• Work to do
List every line in the records below that contains the string "sleeve", copying each one in full. Only matches with the same capitalization count.

• Records for this task
—————

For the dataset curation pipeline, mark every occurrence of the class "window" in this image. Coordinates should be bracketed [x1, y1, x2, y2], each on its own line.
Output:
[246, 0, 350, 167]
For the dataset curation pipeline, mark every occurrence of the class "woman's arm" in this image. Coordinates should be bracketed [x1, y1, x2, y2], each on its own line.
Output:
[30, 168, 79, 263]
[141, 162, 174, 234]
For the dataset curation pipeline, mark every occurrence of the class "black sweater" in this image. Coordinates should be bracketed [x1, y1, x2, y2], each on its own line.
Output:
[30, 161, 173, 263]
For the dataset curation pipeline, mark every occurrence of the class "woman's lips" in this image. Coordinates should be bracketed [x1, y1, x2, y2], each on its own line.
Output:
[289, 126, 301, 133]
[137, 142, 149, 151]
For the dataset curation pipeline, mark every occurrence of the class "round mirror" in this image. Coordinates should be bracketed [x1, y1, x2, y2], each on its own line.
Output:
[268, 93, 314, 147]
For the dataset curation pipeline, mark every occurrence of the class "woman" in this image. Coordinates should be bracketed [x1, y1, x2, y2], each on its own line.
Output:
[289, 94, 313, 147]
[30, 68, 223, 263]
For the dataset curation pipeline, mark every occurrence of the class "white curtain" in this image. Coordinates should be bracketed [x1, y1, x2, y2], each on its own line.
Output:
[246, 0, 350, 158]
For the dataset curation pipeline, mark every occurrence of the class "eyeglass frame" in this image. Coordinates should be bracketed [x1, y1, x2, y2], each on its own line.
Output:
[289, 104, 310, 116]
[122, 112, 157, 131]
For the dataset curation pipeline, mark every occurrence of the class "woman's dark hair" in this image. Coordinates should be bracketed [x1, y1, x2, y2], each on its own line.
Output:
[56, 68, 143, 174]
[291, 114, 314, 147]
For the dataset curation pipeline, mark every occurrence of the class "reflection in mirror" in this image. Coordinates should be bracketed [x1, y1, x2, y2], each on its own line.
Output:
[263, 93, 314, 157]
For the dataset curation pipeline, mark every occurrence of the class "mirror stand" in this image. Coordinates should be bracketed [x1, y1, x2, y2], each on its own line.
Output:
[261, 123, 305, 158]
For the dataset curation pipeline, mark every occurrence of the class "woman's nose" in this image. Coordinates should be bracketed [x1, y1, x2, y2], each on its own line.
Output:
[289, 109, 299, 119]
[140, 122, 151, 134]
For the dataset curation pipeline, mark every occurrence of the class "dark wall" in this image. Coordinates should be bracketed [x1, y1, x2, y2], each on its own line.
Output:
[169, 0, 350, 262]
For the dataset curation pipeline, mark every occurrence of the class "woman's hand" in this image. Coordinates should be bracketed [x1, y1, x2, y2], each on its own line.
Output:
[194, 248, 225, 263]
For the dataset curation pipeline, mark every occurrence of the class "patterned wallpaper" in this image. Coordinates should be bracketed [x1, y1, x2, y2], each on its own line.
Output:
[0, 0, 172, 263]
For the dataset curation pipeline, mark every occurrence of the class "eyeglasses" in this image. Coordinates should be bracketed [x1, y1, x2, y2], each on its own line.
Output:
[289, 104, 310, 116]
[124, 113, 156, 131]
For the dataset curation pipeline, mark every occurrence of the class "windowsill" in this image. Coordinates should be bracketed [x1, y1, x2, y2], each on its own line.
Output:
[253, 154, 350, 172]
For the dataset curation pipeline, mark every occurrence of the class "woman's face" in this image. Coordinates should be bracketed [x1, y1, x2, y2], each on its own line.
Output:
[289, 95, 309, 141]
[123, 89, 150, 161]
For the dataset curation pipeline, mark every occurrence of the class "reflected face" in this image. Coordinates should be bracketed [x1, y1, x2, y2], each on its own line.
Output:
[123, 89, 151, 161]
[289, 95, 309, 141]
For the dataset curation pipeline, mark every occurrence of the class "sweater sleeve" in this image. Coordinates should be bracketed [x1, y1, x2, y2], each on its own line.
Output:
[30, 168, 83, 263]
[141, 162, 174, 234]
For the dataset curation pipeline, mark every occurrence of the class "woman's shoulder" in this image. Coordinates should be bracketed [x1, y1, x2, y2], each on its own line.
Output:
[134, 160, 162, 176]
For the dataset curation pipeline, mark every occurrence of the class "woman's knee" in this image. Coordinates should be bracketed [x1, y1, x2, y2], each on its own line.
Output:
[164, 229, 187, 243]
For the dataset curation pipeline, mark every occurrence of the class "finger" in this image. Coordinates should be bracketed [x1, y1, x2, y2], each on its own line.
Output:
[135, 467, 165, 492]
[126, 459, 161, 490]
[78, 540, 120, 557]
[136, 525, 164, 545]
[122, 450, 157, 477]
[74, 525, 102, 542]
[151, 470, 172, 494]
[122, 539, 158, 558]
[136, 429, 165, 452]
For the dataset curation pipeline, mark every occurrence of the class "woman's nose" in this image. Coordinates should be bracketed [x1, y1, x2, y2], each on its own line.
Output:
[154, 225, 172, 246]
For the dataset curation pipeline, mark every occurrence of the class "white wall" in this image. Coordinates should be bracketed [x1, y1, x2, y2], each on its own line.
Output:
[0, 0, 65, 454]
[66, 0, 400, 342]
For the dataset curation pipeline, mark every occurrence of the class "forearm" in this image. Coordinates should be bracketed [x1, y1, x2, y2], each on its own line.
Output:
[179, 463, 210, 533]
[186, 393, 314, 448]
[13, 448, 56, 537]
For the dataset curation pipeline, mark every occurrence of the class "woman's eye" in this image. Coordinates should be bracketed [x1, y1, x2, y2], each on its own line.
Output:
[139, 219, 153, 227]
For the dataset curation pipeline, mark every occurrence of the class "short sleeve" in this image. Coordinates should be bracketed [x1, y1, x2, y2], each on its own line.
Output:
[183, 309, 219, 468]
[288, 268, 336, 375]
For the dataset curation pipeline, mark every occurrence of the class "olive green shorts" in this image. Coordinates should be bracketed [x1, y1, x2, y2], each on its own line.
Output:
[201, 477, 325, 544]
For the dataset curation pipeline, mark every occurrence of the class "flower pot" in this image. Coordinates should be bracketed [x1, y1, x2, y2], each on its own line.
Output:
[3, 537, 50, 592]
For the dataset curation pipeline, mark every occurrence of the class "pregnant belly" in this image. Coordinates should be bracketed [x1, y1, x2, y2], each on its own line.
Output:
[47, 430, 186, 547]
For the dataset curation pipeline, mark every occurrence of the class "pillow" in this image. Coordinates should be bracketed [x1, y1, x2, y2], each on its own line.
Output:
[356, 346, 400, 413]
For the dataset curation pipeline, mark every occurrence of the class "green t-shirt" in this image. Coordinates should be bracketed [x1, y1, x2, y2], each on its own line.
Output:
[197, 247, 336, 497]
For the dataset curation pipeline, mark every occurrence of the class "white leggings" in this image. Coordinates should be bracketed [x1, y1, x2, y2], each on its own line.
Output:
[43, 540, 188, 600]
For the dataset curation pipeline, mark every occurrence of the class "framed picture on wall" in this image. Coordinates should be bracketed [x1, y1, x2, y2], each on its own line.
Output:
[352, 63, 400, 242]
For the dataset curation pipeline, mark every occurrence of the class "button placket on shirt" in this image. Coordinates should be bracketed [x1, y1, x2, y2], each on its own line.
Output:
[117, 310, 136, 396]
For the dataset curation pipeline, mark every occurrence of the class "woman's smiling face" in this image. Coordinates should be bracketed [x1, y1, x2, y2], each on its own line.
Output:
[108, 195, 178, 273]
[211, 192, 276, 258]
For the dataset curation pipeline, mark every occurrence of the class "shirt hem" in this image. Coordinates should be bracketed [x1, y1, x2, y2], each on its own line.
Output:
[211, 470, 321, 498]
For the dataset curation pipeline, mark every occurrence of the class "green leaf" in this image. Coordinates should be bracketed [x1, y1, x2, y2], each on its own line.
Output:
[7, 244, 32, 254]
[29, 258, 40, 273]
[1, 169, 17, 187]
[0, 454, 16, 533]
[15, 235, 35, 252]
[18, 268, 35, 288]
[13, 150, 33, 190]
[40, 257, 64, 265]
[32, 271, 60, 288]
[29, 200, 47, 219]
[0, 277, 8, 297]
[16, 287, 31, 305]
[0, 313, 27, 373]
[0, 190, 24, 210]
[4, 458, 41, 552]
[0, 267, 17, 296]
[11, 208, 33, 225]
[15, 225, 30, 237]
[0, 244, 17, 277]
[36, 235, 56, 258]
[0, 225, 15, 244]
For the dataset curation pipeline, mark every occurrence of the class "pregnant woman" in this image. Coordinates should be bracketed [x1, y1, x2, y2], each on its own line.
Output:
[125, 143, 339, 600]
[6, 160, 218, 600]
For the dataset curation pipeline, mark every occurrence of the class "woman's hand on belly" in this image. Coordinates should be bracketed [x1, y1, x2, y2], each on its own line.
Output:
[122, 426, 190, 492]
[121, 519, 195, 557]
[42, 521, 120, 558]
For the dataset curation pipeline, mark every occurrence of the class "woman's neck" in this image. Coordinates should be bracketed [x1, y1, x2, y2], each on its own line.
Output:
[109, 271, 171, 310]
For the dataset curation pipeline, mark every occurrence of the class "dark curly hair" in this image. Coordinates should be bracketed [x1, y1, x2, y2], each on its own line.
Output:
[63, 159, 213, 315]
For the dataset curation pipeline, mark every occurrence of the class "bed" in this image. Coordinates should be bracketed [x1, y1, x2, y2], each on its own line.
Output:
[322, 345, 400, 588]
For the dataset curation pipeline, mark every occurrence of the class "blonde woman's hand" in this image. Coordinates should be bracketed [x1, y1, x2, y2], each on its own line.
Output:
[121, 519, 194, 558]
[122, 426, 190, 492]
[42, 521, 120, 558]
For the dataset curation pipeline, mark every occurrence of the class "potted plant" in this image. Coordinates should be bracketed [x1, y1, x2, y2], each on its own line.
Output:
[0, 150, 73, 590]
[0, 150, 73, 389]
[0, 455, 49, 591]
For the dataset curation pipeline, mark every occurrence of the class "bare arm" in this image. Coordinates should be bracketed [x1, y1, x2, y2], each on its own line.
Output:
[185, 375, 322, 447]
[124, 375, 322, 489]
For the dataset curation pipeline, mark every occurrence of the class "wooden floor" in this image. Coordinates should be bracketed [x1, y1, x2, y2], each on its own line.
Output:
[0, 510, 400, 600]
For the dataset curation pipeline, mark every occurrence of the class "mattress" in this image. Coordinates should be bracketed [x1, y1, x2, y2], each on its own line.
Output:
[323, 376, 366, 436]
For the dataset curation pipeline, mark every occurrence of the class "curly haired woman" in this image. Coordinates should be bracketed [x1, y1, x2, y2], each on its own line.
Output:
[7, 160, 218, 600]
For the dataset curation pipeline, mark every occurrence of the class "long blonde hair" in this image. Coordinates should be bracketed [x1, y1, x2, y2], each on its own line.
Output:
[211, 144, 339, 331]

—————

• The solution
For the dataset curation pipeline, mark every occurrence of the class "sweater sleeve" in this image. Coordinates should be bracketed [x1, y1, x2, y2], each on its own line.
For the dataset curation pipeline, mark every occurrence of the class "short sleeve" in this image. Coordinates should be bracketed [x1, y1, x2, y2], each on its own line.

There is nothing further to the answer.